* [Problem description]
Output only how many lines below contain "potted".

* [The data]
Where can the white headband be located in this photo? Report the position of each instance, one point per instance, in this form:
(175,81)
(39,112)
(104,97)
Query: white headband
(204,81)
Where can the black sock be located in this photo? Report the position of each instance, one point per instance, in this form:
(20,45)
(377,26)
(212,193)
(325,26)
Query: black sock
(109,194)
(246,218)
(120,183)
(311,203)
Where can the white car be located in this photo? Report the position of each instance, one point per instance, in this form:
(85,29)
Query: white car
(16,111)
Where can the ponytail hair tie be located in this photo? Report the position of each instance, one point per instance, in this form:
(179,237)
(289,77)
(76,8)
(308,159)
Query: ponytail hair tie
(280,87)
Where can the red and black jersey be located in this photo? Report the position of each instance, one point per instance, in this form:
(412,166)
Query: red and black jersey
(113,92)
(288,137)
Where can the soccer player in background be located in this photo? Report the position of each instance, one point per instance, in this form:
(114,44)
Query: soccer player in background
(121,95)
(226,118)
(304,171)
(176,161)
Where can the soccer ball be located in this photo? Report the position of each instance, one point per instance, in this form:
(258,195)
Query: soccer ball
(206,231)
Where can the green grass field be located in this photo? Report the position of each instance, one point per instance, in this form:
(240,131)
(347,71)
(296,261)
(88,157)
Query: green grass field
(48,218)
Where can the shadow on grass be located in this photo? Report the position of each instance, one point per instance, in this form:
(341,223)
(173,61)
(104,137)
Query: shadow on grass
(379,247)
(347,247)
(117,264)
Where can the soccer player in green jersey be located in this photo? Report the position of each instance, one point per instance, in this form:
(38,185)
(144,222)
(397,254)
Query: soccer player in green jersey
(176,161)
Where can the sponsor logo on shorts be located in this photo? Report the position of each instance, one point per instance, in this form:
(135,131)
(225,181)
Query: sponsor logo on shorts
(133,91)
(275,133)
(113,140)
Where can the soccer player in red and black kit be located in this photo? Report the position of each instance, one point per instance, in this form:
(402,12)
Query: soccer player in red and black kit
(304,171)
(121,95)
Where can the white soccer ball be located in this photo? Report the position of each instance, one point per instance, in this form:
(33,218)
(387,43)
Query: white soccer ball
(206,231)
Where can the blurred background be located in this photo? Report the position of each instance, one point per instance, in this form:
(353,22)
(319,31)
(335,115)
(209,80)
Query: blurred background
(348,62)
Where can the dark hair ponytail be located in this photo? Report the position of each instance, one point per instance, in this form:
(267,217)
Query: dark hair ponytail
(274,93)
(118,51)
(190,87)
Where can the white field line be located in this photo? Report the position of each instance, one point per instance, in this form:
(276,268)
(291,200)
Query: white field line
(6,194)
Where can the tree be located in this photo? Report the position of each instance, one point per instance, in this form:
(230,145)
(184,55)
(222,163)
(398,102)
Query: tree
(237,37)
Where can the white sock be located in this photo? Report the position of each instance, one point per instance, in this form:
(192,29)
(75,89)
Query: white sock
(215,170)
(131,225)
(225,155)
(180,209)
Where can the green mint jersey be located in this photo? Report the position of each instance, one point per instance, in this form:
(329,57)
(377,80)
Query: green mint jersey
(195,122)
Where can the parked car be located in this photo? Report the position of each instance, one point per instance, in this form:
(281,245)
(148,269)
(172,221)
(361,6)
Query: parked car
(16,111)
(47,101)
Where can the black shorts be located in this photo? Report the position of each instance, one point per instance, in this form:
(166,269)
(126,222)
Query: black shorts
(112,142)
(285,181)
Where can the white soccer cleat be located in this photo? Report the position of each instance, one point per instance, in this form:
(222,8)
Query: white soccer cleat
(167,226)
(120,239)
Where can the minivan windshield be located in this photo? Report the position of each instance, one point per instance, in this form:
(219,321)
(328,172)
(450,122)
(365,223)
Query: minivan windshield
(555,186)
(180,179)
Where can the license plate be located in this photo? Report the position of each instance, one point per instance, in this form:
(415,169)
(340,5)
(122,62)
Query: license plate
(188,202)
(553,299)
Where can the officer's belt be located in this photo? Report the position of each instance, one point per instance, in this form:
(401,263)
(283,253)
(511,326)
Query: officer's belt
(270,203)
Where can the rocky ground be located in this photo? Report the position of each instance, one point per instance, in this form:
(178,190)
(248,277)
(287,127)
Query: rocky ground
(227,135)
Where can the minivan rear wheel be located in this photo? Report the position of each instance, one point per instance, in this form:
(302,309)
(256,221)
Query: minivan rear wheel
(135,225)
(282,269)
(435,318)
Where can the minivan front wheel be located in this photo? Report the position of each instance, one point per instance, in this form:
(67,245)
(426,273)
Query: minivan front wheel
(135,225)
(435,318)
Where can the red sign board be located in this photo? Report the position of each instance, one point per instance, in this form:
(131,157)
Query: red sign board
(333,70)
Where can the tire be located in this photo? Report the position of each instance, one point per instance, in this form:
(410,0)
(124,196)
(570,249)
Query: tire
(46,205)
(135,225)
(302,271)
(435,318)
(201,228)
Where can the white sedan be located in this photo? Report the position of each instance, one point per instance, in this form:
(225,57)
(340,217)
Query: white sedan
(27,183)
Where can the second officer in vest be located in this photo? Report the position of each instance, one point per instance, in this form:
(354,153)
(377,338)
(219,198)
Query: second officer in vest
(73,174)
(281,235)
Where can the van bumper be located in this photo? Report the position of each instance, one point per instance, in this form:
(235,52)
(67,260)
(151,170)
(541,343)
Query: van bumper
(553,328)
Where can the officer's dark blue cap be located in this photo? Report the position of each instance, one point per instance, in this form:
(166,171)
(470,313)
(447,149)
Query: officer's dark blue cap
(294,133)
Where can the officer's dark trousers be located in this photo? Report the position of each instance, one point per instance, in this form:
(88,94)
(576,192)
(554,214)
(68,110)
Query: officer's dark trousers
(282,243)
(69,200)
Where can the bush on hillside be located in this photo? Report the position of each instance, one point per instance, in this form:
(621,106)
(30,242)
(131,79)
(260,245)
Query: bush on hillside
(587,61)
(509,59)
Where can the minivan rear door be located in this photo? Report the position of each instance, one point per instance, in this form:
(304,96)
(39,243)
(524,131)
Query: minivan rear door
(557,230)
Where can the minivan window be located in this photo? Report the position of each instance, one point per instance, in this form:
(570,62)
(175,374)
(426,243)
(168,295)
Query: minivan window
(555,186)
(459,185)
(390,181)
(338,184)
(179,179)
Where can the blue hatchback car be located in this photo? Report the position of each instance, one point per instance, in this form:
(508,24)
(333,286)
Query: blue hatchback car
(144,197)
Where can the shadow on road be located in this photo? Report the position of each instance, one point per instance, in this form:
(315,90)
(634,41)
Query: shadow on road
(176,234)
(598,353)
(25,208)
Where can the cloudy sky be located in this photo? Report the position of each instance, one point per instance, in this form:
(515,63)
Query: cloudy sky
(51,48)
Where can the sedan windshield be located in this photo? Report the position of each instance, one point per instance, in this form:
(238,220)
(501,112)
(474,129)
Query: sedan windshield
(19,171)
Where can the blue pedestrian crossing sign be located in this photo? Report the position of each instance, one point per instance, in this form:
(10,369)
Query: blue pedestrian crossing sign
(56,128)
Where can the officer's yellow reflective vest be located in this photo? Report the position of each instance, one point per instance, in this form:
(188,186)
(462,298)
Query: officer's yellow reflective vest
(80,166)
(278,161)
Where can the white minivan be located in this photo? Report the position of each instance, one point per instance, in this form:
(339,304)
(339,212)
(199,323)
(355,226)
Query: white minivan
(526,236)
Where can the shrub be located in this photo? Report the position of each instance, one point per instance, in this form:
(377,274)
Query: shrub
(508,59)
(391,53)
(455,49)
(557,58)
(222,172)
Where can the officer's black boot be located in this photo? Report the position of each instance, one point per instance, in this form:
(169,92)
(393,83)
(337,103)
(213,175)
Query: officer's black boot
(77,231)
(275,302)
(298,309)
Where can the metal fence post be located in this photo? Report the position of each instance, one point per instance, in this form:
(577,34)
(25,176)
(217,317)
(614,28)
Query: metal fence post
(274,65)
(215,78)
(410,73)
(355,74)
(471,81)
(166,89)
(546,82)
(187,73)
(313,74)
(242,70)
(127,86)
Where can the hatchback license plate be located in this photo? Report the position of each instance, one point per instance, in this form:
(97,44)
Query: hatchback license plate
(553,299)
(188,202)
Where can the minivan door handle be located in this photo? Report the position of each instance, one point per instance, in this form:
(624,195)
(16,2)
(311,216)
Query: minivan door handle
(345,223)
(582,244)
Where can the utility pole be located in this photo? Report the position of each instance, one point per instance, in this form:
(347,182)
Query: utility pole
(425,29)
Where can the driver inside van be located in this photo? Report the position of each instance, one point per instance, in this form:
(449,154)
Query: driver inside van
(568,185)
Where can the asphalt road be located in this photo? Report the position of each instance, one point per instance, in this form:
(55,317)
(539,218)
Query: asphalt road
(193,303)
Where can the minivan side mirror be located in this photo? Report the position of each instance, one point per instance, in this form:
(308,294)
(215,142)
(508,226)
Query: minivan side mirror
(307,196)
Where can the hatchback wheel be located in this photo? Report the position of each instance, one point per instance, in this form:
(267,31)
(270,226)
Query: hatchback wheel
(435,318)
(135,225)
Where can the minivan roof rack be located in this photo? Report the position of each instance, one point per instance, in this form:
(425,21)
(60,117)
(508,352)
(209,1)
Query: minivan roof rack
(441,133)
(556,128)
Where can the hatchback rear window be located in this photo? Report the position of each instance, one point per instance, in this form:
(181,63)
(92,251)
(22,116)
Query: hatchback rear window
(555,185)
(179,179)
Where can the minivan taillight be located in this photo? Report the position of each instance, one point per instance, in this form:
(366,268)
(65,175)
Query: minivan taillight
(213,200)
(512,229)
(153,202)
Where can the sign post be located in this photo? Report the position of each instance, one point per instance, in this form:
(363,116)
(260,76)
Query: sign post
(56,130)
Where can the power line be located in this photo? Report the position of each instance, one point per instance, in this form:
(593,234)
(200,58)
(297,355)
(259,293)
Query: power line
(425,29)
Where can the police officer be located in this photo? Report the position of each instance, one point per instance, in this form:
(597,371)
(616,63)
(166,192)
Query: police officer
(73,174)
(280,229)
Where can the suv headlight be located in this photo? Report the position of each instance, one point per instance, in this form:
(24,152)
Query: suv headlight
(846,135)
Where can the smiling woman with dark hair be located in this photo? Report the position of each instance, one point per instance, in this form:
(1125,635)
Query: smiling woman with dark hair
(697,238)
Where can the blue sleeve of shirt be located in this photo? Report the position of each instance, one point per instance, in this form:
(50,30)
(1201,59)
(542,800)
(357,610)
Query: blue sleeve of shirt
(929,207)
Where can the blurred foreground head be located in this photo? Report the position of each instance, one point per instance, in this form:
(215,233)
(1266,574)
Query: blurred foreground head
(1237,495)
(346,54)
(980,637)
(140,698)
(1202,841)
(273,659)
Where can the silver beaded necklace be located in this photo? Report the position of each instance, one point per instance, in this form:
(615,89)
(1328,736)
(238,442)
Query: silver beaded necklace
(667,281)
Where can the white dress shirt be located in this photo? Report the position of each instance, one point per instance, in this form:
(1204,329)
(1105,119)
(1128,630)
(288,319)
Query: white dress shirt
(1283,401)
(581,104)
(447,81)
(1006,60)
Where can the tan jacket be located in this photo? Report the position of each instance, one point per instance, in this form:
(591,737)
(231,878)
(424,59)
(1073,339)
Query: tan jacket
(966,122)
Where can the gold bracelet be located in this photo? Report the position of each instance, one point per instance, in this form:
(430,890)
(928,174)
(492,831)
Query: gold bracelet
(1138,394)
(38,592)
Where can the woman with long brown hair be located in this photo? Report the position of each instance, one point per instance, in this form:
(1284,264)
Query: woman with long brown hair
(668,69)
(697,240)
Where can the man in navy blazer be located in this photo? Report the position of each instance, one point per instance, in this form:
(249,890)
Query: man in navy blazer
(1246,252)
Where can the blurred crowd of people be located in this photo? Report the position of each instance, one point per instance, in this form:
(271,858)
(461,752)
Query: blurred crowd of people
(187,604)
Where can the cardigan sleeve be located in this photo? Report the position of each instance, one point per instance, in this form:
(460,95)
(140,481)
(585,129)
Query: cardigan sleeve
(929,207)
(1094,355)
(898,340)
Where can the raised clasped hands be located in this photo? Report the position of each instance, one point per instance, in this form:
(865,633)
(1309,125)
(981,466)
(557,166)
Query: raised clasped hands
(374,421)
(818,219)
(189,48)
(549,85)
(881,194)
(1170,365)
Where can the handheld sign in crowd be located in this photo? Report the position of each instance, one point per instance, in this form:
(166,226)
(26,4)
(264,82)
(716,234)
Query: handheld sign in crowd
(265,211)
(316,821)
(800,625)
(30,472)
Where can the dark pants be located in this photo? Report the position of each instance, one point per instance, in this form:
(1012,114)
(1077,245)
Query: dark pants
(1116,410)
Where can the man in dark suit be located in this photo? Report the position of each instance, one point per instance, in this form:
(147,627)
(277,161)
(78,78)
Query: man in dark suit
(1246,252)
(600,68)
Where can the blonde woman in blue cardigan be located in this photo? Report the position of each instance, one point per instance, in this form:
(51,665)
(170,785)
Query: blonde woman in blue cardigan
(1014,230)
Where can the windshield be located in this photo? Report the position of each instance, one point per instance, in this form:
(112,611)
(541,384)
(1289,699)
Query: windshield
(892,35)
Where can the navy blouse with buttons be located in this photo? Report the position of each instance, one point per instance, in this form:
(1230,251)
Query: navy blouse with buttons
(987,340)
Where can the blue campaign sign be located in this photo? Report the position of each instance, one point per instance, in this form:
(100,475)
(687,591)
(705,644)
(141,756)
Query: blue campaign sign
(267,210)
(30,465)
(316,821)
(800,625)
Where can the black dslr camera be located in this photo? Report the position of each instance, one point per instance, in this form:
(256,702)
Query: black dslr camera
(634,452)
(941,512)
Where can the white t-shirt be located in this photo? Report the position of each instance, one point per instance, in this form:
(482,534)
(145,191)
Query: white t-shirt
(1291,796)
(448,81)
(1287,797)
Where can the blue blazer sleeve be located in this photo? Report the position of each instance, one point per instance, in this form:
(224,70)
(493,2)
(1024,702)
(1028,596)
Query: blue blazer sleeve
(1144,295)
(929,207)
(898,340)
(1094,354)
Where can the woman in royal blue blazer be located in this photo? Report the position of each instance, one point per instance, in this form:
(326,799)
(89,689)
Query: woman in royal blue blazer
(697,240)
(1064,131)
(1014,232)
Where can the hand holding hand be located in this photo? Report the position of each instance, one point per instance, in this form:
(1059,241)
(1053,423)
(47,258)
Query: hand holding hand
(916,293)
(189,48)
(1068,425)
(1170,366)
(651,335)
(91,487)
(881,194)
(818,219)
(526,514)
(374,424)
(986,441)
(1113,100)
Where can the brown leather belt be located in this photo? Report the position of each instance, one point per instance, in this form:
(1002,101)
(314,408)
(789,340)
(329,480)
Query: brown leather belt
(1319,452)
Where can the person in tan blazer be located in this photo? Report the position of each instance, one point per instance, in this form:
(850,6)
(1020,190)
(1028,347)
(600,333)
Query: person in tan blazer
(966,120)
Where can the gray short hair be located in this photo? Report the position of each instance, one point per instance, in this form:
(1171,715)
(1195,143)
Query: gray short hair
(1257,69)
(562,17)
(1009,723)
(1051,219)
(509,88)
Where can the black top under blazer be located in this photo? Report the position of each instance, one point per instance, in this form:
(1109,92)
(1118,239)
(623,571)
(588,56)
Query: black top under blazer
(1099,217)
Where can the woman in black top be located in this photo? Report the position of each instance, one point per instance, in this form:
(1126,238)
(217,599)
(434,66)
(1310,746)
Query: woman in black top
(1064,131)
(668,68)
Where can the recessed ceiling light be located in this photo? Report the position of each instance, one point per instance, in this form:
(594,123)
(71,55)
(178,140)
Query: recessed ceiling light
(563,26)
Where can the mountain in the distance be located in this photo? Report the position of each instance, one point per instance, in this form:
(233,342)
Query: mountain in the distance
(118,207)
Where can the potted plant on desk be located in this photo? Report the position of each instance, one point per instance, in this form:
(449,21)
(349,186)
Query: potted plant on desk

* [Answer to this problem]
2